→ **Work to do**
Rewrite all of the records below in full, requests included, and scale every bounding-box coordinate in the answers by 1.5, rounding each result to a whole number with halves rounded up. Leave all other text unchanged.

→ **Excerpted data**
━━━━━━━━━━━━━━━━━━━━━━━━━━━━━━
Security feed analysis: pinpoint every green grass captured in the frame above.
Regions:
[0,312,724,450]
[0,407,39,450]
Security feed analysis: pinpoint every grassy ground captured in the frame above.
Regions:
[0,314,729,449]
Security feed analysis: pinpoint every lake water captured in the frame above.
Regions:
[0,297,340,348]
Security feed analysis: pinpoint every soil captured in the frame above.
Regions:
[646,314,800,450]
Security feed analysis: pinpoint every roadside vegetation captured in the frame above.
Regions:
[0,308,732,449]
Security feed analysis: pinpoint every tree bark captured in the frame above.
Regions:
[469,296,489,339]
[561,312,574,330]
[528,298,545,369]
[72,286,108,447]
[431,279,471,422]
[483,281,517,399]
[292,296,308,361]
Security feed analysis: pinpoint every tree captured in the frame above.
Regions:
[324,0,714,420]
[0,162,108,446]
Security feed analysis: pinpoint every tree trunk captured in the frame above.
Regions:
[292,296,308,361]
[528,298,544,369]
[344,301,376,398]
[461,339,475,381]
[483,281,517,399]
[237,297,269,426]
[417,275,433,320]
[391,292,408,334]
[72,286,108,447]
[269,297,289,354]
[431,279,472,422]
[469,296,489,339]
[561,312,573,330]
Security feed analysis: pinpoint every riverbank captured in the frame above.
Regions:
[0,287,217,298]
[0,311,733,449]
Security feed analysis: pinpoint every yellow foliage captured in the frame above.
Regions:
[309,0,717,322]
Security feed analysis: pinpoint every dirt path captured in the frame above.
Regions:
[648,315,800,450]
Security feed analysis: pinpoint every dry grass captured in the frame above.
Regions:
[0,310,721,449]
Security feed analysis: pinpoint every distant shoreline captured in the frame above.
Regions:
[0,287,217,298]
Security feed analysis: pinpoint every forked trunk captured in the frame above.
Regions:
━━━━━━━━━━━━━━━━━━━━━━━━━━━━━━
→ **Task result**
Security feed analysis: pinpoint every green grass captured in the frame above.
Regions:
[0,468,1086,675]
[0,611,59,675]
Security feed analysis: pinpoint every grassy ground captured in the frame above.
Regions:
[0,471,1094,674]
Security feed analysis: pinpoint every lake water captured in the frame above.
Regions:
[0,446,510,522]
Security feed analysis: pinpoint every soil captured in the frame above.
Regions:
[969,471,1200,675]
Security feed analysis: pinpoint every roadside vegetation captured in the frame above.
Regions:
[0,462,1098,674]
Security feed analysis: pinpoint every tree bark captured in the frame above.
Regions:
[704,444,734,509]
[842,468,861,495]
[792,447,818,554]
[108,429,162,671]
[647,419,707,633]
[725,422,776,599]
[438,444,462,542]
Security feed analysis: pinpoint every tree captured in the frame above.
Regions:
[486,0,1071,630]
[0,243,162,669]
Security feed analysis: pinpoint every tree trunk captured in the frame above.
Regions:
[438,444,462,542]
[792,447,816,554]
[516,452,564,597]
[692,509,713,572]
[725,422,776,599]
[356,446,404,639]
[626,413,650,480]
[587,438,612,501]
[108,429,162,671]
[404,446,434,531]
[647,419,708,633]
[704,444,734,509]
[842,468,860,495]
Security feed analysis: pinpoint every riverbank captured in the frame above.
Regions:
[0,431,326,447]
[0,467,1100,674]
Security feed analysis: pinpoint every yellow foliage captured in the frame above.
Regions:
[464,0,1076,483]
Security feed analysis: pinpoint every dirt path captured in the frame above.
Regions:
[972,473,1200,675]
Security feed analysis: pinpoint every dry grass captured in the frame above.
Regions:
[0,465,1082,674]
Security feed analysis: pinpoint every distant shoreline captured in the frame above.
Regions:
[0,431,326,447]
Security feed analysis: pinpoint every forked trunk captured in the frame above.
Regions:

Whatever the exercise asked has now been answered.